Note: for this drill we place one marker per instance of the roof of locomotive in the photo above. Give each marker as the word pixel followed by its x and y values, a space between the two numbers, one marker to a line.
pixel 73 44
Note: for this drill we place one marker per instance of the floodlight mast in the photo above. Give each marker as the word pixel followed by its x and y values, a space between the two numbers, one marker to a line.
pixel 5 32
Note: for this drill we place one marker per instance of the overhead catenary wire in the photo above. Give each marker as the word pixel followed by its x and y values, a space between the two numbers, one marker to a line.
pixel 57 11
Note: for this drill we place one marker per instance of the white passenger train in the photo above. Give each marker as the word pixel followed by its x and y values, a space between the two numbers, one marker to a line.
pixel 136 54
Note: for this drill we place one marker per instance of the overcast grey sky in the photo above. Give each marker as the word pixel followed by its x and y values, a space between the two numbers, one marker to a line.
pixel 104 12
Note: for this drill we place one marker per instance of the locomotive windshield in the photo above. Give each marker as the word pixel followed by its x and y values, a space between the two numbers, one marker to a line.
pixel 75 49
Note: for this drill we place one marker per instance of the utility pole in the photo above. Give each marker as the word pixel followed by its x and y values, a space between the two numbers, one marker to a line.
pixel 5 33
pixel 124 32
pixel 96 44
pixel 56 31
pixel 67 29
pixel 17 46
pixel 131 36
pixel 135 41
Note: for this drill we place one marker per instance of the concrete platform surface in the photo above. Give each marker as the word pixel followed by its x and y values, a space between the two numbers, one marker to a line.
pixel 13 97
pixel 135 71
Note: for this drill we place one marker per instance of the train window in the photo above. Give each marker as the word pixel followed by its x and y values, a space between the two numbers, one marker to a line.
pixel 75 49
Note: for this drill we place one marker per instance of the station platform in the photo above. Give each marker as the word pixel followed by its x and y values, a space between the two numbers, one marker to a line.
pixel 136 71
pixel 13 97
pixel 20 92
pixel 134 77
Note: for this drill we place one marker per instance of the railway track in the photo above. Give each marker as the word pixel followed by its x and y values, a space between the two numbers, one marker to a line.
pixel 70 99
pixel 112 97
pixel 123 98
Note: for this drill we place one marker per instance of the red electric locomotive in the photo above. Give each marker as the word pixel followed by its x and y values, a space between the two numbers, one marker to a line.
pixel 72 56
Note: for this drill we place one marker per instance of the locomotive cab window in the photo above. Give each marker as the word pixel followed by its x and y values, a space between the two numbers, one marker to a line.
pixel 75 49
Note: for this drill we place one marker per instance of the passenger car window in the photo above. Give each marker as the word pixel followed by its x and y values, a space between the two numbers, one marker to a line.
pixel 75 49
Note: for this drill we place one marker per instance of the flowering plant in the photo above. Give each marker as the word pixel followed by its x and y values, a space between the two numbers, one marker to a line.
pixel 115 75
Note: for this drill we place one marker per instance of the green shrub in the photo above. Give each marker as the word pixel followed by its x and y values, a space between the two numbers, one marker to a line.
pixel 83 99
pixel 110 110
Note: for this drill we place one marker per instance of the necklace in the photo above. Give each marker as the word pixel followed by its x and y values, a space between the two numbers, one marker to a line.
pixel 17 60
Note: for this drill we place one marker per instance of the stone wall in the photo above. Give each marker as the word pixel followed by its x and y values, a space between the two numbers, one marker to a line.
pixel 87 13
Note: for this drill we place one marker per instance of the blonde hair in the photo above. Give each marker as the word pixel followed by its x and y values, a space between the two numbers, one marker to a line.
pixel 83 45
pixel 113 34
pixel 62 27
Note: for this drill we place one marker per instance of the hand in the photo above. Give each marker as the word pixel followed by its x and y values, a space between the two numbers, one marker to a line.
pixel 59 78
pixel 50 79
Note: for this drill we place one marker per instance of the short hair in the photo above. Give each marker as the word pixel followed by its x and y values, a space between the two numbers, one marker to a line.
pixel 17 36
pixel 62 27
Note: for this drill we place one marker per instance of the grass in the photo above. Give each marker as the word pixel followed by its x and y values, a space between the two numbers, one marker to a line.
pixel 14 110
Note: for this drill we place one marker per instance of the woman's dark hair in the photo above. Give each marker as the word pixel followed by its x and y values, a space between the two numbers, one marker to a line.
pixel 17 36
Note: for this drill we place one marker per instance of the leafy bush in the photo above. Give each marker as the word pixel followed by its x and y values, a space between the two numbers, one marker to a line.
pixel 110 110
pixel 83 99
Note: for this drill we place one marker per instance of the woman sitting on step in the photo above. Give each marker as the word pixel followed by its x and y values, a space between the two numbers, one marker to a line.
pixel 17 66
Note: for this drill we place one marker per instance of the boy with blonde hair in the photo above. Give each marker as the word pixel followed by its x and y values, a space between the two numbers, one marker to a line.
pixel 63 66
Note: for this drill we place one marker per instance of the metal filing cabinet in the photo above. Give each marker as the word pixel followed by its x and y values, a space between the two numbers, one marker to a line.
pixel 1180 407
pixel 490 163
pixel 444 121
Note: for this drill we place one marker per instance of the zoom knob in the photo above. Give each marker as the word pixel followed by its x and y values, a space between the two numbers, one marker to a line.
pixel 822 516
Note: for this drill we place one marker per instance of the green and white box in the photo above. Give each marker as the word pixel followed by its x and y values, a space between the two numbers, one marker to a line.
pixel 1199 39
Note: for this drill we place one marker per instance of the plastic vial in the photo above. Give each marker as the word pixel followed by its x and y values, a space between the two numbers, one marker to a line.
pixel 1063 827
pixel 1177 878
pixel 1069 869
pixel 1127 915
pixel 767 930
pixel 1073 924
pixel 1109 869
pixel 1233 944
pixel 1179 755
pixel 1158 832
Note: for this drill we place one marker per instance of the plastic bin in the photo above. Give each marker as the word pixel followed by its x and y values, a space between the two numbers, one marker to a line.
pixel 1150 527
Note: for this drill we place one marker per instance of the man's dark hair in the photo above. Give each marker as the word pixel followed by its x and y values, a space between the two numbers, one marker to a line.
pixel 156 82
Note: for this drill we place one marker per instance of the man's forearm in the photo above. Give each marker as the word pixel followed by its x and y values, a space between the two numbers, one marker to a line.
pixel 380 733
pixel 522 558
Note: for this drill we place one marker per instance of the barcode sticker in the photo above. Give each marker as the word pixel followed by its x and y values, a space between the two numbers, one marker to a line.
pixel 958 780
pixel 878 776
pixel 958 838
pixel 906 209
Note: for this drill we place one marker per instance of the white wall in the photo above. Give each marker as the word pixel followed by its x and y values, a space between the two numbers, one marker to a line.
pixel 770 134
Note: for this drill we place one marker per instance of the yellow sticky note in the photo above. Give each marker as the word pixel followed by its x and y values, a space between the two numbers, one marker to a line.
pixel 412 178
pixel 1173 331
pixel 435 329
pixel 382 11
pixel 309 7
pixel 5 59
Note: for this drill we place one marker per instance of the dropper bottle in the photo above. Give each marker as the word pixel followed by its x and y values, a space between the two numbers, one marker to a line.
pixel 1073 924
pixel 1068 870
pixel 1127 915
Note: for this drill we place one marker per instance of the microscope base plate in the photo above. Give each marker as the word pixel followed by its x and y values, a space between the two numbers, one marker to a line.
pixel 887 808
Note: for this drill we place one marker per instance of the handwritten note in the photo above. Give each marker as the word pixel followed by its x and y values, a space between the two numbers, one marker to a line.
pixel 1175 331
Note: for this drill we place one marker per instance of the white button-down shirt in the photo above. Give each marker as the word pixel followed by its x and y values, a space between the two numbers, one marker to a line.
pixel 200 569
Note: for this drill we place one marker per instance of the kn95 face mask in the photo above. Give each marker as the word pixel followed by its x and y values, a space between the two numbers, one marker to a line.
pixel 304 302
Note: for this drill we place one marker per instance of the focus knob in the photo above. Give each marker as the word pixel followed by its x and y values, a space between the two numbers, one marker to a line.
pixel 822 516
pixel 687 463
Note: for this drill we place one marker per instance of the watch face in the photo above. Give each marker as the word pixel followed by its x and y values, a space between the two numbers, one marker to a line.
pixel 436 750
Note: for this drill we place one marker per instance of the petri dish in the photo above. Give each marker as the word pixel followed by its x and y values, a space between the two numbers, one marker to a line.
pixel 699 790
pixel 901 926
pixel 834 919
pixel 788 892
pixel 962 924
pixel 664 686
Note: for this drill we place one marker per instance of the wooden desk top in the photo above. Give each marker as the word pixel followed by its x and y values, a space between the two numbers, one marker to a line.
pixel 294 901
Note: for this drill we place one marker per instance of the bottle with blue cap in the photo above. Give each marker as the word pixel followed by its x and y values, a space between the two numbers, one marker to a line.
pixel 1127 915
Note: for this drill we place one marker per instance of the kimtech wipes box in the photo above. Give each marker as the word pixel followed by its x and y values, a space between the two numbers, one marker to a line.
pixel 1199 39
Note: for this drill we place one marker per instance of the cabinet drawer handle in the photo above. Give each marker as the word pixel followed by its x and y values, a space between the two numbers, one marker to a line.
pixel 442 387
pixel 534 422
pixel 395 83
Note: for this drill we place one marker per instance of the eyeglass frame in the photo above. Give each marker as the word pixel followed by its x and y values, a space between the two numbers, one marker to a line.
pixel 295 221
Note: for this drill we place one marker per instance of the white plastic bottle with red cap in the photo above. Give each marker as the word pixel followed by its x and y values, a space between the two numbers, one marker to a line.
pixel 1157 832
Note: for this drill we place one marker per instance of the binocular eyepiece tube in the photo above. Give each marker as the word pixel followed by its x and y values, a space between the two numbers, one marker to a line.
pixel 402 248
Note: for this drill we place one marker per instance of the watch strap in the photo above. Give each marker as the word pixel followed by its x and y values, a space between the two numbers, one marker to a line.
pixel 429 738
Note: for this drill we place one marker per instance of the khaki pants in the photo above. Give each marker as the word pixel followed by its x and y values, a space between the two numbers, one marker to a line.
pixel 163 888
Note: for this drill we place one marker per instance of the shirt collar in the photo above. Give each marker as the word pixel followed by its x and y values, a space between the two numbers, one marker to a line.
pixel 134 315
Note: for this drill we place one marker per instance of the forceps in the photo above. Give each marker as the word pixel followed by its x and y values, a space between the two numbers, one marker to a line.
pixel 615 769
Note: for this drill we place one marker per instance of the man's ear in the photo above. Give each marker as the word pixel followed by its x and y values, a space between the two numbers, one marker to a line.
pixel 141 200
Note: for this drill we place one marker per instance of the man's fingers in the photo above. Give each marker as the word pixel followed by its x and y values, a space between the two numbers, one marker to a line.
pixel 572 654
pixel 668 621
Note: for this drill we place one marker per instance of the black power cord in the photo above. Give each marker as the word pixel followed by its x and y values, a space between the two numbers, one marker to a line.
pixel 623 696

**Problem requirements:**
Starting with the line that contains "of the khaki", restate every line up to and including the last one above, exactly.

**Reply:**
Note: for this drill we place one marker per instance of the khaki pants in the photo above. Give each marker as the word pixel followed by its x and y values, a space between the two numbers, one marker to a line.
pixel 163 888
Note: for this drill we place one marker per instance of the shirt collar in the photo above. Give each marker as the word pixel followed by its x and y values, a space between the two numbers, one marker to a line.
pixel 134 315
Note: for this drill we place one marker per instance of the forceps in the photo above. Give each marker as the word pixel followed by its x and y values, a space between the two numbers, one marker to a line.
pixel 615 769
Note: for this drill we place one marker per instance of the man's ear in the photo above. Give each marker as the word pixel followed by its x and y values, a space between the two numbers, one marker to a line.
pixel 141 200
Note: for this drill we place one marker per instance of the man's fingers in the photo above. Give each marker as the word pixel followed by its x and y values, a space between the two numbers, one marker to a line.
pixel 572 654
pixel 668 621
Note: for this drill we place one marker per instance of the black power cord in the photo above. Give each marker as the word pixel followed by its x and y values, a space between the two numbers, one marker to a line.
pixel 623 696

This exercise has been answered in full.